- **DATA EXCERPTS**
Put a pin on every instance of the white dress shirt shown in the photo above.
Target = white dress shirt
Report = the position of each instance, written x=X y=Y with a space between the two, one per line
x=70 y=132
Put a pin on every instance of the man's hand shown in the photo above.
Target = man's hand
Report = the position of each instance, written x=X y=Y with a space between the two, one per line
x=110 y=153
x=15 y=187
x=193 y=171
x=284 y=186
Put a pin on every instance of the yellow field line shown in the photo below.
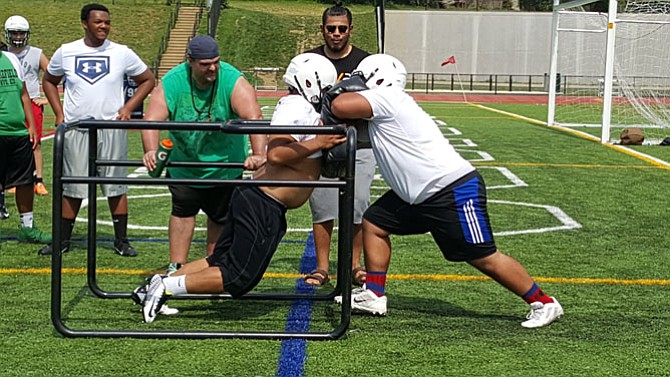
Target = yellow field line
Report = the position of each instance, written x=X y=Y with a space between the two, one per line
x=542 y=164
x=275 y=275
x=641 y=156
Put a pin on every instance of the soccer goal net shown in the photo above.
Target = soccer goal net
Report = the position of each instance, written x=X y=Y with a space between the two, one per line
x=611 y=71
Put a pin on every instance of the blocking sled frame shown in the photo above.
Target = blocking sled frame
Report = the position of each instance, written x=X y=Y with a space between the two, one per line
x=344 y=185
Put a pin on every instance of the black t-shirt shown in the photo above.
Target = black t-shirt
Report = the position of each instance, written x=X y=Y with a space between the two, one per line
x=344 y=67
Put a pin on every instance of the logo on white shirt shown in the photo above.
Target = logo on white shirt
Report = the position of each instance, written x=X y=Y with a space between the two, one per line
x=91 y=69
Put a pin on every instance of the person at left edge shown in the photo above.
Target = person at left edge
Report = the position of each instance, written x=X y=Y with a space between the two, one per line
x=94 y=69
x=202 y=89
x=16 y=145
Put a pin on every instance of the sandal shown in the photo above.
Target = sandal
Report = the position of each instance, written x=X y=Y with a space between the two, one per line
x=320 y=277
x=358 y=275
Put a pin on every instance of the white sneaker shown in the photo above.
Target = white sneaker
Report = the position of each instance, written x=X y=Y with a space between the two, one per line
x=355 y=291
x=155 y=298
x=543 y=314
x=368 y=302
x=140 y=294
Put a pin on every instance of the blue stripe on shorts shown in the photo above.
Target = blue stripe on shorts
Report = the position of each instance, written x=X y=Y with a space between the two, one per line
x=471 y=213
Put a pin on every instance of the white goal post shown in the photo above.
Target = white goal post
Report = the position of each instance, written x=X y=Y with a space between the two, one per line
x=611 y=71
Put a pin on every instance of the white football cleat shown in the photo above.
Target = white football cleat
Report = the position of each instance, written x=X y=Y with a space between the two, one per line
x=369 y=303
x=155 y=298
x=543 y=314
x=355 y=291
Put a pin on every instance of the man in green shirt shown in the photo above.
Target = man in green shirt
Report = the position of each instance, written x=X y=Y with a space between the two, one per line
x=202 y=89
x=17 y=143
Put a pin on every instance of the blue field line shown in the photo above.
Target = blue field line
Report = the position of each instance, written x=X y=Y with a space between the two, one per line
x=148 y=240
x=293 y=354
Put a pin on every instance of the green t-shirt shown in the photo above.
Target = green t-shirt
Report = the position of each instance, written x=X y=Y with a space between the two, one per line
x=188 y=104
x=12 y=117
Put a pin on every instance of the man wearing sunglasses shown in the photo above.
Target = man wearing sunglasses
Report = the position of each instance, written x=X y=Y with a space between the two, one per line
x=336 y=27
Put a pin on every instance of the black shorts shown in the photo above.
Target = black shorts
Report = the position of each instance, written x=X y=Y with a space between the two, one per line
x=456 y=217
x=188 y=201
x=17 y=163
x=252 y=231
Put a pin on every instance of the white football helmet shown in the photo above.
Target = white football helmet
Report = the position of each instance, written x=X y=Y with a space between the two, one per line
x=380 y=70
x=13 y=24
x=311 y=74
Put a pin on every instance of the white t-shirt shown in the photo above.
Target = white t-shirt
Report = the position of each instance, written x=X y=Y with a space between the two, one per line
x=294 y=110
x=94 y=78
x=30 y=65
x=17 y=65
x=412 y=154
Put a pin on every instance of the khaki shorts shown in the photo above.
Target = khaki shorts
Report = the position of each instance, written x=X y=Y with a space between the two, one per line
x=112 y=145
x=323 y=201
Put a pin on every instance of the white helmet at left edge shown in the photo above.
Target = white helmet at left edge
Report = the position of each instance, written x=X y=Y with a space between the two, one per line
x=17 y=24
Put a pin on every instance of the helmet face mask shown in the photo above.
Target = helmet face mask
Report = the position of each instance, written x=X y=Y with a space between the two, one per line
x=311 y=75
x=14 y=25
x=381 y=70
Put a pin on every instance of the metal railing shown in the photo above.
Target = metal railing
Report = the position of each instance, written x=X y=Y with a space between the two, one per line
x=165 y=39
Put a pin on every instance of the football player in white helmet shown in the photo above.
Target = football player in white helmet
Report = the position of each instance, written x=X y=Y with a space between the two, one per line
x=433 y=190
x=310 y=74
x=381 y=70
x=17 y=31
x=17 y=34
x=256 y=220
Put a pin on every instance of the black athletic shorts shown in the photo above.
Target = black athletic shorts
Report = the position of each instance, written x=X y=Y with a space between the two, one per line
x=17 y=163
x=252 y=230
x=188 y=201
x=456 y=217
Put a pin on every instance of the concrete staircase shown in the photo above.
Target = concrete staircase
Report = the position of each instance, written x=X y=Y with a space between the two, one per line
x=175 y=53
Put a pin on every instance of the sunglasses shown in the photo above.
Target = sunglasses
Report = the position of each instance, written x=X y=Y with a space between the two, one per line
x=342 y=28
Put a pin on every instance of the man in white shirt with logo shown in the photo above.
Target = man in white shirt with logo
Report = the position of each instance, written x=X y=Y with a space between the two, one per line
x=17 y=34
x=94 y=69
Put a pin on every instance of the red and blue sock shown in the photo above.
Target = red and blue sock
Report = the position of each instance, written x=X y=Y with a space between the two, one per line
x=376 y=282
x=535 y=294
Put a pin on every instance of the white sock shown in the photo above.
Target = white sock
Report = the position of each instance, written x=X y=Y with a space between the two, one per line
x=26 y=219
x=175 y=285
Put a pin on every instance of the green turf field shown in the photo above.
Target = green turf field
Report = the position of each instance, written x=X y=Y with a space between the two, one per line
x=604 y=256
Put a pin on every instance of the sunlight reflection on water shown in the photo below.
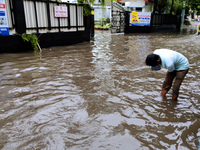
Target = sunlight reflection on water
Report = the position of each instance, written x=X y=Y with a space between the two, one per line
x=99 y=95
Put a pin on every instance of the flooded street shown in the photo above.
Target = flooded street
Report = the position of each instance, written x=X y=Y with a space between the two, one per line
x=99 y=95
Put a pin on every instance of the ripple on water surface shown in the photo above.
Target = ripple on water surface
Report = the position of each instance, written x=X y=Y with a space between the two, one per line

- **GIVEN EXERCISE**
Retype all of the material above word for word, leaving out the pictures.

- **ANSWER BELOW**
Put a pin on every instance of the white dress shirt shown in the photo above.
Target = white dress shirt
Report = the position of each instance, written x=X y=Y with a space between the two, one per line
x=70 y=132
Put a pin on every instance of the man's hand shown in the photo above.
Target = man's hand
Report = the position of each instance, written x=X y=Y with a space between the two, one per line
x=110 y=153
x=15 y=187
x=193 y=171
x=284 y=186
Put a pin on every instance of the yellow field line shown in the photo below.
Target = yellow field line
Report = the position of each instance, written x=X y=Y with a space between the two, one per line
x=542 y=164
x=275 y=275
x=641 y=156
Put a pin on every instance of the soccer goal net shown in the photo above.
Target = soccer goal net
Report = the position of each instance, written x=X y=Y with a space between the two, one per line
x=611 y=71
Put a pin on every instance of the blocking sled frame shown in the photo above.
Target = blocking sled frame
Report = the position of each instance, written x=X y=Y with a space between the two, one per line
x=344 y=185
Put a pin on every instance of the black t-shirt shown in the photo above.
Target = black t-shirt
Report = the position of each instance, written x=X y=Y with a space between the two, one per line
x=344 y=67
Put a pin on every instance of the logo on white shirt shown in the photo above.
Target = logo on white shirt
Report = the position of each instance, written x=X y=Y with a space between the two, one per line
x=91 y=69
Put a pin on every instance of the person at left edge shown in the photo above.
Target = person at left edge
Report = the position of each instance, written x=X y=Y with a space between the two, one per line
x=94 y=69
x=202 y=89
x=16 y=145
Put a pin on every instance of the sandal shown in the photo above.
Target = sandal
Report = the position of each instance, written x=X y=Y with a space between the two, one per line
x=320 y=277
x=358 y=275
Put a pin on every instance of the white sneaker shown in the photo above.
Target = white sneaker
Report = the position of each instance, written x=X y=Y with a space between the two, one per line
x=355 y=291
x=155 y=298
x=543 y=314
x=368 y=302
x=140 y=294
Put a pin on every instance of the blue stripe on shorts shown in the photo above.
Target = blue stripe on shorts
Report = the position of each instance, written x=X y=Y with a space between the two, one per line
x=471 y=213
Put a pin on every instance of the white goal post shown in the photo above.
Target = white goal post
Report = the position of each instance, written x=X y=Y with a space between the two, one per line
x=611 y=71
Put a pin on every instance of the white football cleat shown in the photo above.
Target = white football cleat
Report = the position of each instance, written x=X y=Y with a space between the two, one per line
x=369 y=303
x=155 y=298
x=543 y=314
x=355 y=291
Put a pin on every instance of the man in green shirt shown in the photo above.
Target = man in green shirt
Report = the position of each instance, written x=X y=Y with a space between the two, one per line
x=202 y=89
x=17 y=143
Put a pin on every instance of the blue field line shown in the photo above.
Target = blue field line
Report = the position of each instance, written x=X y=Y with a space between the two, one per line
x=148 y=240
x=293 y=354
Put a pin on every instance of the green t-shirt shown in the photo above.
Target = green t-shirt
Report = the position of each instance, written x=X y=Y with a space between the two, one per line
x=188 y=104
x=12 y=117
Put a pin on every instance of the man wearing sunglasses shown in the photo above.
Target = man wearing sunglasses
Report = the position of each instance, written x=X y=Y with a space between the two, one per line
x=336 y=27
Put a pin on every instance of the black shorts shown in the photo above.
Target = black shorts
Report = the position of each instance, written x=X y=Y with a space between the two, one per line
x=456 y=217
x=188 y=201
x=17 y=163
x=252 y=231
Put a pin on every instance of the white football helmet shown in the photo above.
Target = white football helmet
Report = the position of each instance, written x=X y=Y with a space between the two, one per line
x=380 y=70
x=13 y=24
x=311 y=74
Put a pin on every instance of the white t-shirt shown in the photo above.
Target = white t-shirt
Report = the position of each instance, written x=X y=Y with a space between the two, one per line
x=294 y=110
x=94 y=78
x=30 y=65
x=17 y=65
x=412 y=154
Put a pin on every instance of the khaki shorts shown in the photo above.
Target = khaki shorts
Report = the position of each instance, written x=X y=Y with a space between the two, one per line
x=112 y=145
x=323 y=201
Put a pin on every instance of the white helmet at left edge shown in the photo above.
Target = white helmet at left edge
Report = the position of each instance, written x=X y=Y with a space between the two, one per line
x=17 y=24
Put a pin on every instance of the helmet face mask shown in the photo above.
Target = helmet face mask
Report = the position of each instance, written x=X y=Y with a space between the two, one per line
x=311 y=75
x=14 y=25
x=381 y=70
Put a pin on every instance of the metal railing shown in the photo above.
Target = metal railing
Report = the position of each instance, written x=X y=Y with a space between the two, one per line
x=165 y=39
Put a pin on every instance of the football player in white helmet shown in the photo above.
Target = football player in white helmet
Report = the position of each instance, written x=X y=Y with a space between the two, one per line
x=433 y=190
x=310 y=74
x=381 y=70
x=17 y=31
x=17 y=34
x=256 y=220
Put a pin on every instance of the black athletic shorts shown in the photo above.
Target = black athletic shorts
Report = the position of each instance, written x=X y=Y with a space between the two, one per line
x=17 y=163
x=252 y=230
x=188 y=201
x=456 y=217
Put a pin on every instance of the concrete staircase shown in the photo above.
Target = concrete staircase
Report = the position of each instance, written x=X y=Y with a space between the two, one per line
x=175 y=53
Put a pin on every instance of the sunglasses shown in the photo above.
Target = sunglasses
Report = the position of each instance, written x=X y=Y with a space between the two, one per line
x=342 y=28
Put a pin on every instance of the man in white shirt with logo shown in the photo above.
Target = man in white shirt with logo
Report = the position of each instance, written x=X y=Y with a space between the two, one per line
x=17 y=34
x=94 y=69
Put a pin on every instance of the red and blue sock shown in the photo above.
Target = red and blue sock
Report = the position of each instance, written x=X y=Y with a space between the two, one per line
x=376 y=282
x=535 y=294
Put a pin on every instance of the white sock shown in the photo above.
Target = white sock
Report = the position of each instance, written x=X y=Y with a space between the two, one per line
x=26 y=219
x=175 y=285
Put a pin on every instance of the green turf field shown in the photo above.
Target = green turf field
Report = the position of each instance, written x=X y=Y with a space between the two, one per line
x=604 y=256
Put a pin on every instance of the sunlight reflection on water shown in the photo below.
Target = sunlight reflection on water
Report = the position of each instance, written x=X y=Y with a space between the two, one per line
x=99 y=95
Put a pin on every instance of the flooded street shown in the photo above.
Target = flooded street
Report = the position of each instance, written x=X y=Y with a space between the two, one per line
x=99 y=95
Put a pin on every instance of the ripple on water surface shown in the photo above.
Target = ripple on water surface
Report = the position of each instance, written x=X y=Y with a space between the two, one per line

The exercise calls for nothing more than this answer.